> [REQUIRED ACTION]
Write out, word for word, the part of the post below about winter at Sabbathday Lake that opens with the words containing "And so here" and closes with "months of winter.".

> [EXCERPT]

=== Begin Enclosure ===

Tuesday, January 6, 2015

A New Year At the Lake

Photo: Dave Breton
This past weekend one of our summer neighbors in New Gloucester, Maine, visited our adjacent cottages on True’s Point, on Sabbathday Lake, where the ice is just beginning to take hold along the shoreline after a fairly warm winter thus far.  The ice on other sections of the lake was up to three inches thick and already there were a few brave souls venturing out on the dangerously thin ice to tempt fate and go ice fishing. Much of the lake is either still open water or only transparent thin ice, but that is not enough deterrent for anglers who have been waiting patiently since the open
Photo: Dave Breton
water fishing season closed at the end of September to wet a hook.  Things are looking up, however, and the temperature began to drop later in the weekend and a passing winter storm dropped a few inches of new snow.  So winter may have finally arrived.  Perhaps.  It is even snowing here in Washington, DC this morning . . . these four inches are the first real measurable snowfall of the season.  it might be all we get.

And so here we are starting out fresh in a new year and it is time once again to begin looking toward to those summer months (and they will be here before we know it) and a return to the lake in June.   I look at the barren deck and the quiet lake beyond in these photographs and it is not difficult to envision the deck tables and the festive rainbow-hued umbrella . . . the grill standing ready.  I recall all of those stunning summer sunsets, each one different from the ones before.  It is thoughts like these that help me get through these gray and damp months of winter.

If all goes as planned I will take my annual winter trip to northern New England in the next few weeks, and if I do, I will certainly make my own outing to True’s Point and Sabbathday Lake to have a look at the cottage and the lake at the height of winter.  I am sure I will find it much changed from its appearance in these early days of January.  It has always been a bit of a treacherous go as I managed to navigate the icy and snowbound two-track that leads from the main road back to the lake.  I am only able to get as far as the top of the hill behind the cottage where I abandon any attempt of going farther.  The rest of the drive is buried under several feet of snow.  From there I could look down to the cottage with snow drifted high against it exterior walls, an ice fisherman’s bobhouse positioned on the ice in the spot where we swim and fish in the summer.   There is no fear of thin ice.

Looking at these recent photographs of the cottage and lake, and thinking back to my previous winter visits, I can’t help but see myself sitting under the umbrella on a warm summer’s day.   It won’t be long.  I can take comfort in that.

=== End Enclosure ===

> [DATA]

=== Begin Enclosure ===

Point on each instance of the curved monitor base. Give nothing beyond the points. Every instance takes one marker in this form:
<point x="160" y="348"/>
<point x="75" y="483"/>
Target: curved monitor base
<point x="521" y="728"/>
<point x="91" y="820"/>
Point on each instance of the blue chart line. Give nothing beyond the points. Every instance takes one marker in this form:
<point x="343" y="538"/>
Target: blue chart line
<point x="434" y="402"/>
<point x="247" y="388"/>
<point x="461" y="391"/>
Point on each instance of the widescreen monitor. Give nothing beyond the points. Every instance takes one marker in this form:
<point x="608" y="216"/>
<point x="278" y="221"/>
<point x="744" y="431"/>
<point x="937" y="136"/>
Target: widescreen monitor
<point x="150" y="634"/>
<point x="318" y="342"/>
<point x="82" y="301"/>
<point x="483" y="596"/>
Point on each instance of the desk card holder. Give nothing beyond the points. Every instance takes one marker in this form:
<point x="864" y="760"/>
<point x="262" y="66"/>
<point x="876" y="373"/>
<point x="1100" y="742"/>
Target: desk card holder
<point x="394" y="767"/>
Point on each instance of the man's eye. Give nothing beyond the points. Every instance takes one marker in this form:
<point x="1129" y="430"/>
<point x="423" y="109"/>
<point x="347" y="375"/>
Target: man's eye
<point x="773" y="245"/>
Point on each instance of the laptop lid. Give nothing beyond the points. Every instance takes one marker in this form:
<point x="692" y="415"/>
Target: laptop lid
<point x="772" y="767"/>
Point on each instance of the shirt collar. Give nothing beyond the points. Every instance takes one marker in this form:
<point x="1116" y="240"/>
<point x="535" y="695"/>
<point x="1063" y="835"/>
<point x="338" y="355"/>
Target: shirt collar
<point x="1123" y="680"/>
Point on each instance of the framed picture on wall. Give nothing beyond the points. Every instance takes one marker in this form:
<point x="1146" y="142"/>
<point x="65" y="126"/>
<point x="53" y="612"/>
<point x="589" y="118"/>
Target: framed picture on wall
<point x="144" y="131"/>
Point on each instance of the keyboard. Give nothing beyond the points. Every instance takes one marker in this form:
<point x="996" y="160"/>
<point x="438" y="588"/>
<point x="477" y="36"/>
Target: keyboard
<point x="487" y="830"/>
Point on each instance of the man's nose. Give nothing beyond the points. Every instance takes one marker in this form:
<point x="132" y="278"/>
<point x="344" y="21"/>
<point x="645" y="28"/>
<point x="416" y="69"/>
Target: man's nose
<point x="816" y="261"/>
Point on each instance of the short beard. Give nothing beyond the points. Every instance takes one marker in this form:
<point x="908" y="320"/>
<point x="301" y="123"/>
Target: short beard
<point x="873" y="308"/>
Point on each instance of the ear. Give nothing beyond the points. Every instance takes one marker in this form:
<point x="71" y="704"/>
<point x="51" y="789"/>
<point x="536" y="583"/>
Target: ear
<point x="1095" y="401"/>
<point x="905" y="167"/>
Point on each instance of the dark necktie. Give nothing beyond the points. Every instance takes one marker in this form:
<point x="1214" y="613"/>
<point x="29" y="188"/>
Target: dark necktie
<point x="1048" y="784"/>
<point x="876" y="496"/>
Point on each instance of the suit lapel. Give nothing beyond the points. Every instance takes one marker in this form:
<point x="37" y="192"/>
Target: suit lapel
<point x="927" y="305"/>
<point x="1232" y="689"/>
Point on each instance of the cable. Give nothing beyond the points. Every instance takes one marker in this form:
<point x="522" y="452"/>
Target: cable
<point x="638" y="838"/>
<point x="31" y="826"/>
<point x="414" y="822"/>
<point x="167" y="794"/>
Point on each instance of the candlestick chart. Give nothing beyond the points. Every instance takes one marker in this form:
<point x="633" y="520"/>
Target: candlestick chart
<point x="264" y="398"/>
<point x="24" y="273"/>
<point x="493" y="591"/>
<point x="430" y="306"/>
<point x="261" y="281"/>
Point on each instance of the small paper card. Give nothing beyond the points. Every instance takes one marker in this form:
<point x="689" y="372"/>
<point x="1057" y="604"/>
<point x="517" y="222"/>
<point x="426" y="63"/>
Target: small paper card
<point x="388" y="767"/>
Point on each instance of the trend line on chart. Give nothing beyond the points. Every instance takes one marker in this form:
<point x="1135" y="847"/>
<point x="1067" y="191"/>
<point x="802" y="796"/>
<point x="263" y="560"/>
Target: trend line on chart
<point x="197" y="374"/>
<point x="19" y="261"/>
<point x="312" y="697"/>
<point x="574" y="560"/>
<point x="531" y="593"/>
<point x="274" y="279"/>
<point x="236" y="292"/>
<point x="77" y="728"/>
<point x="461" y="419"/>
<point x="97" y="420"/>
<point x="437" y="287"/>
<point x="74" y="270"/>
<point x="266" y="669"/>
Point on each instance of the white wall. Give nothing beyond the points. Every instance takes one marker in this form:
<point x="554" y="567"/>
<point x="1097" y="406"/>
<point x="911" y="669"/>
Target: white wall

=== End Enclosure ===

> [PROBLEM SOLUTION]
And so here we are starting out fresh in a new year and it is time once again to begin looking toward to those summer months (and they will be here before we know it) and a return to the lake in June.   I look at the barren deck and the quiet lake beyond in these photographs and it is not difficult to envision the deck tables and the festive rainbow-hued umbrella . . . the grill standing ready.  I recall all of those stunning summer sunsets, each one different from the ones before.  It is thoughts like these that help me get through these gray and damp months of winter.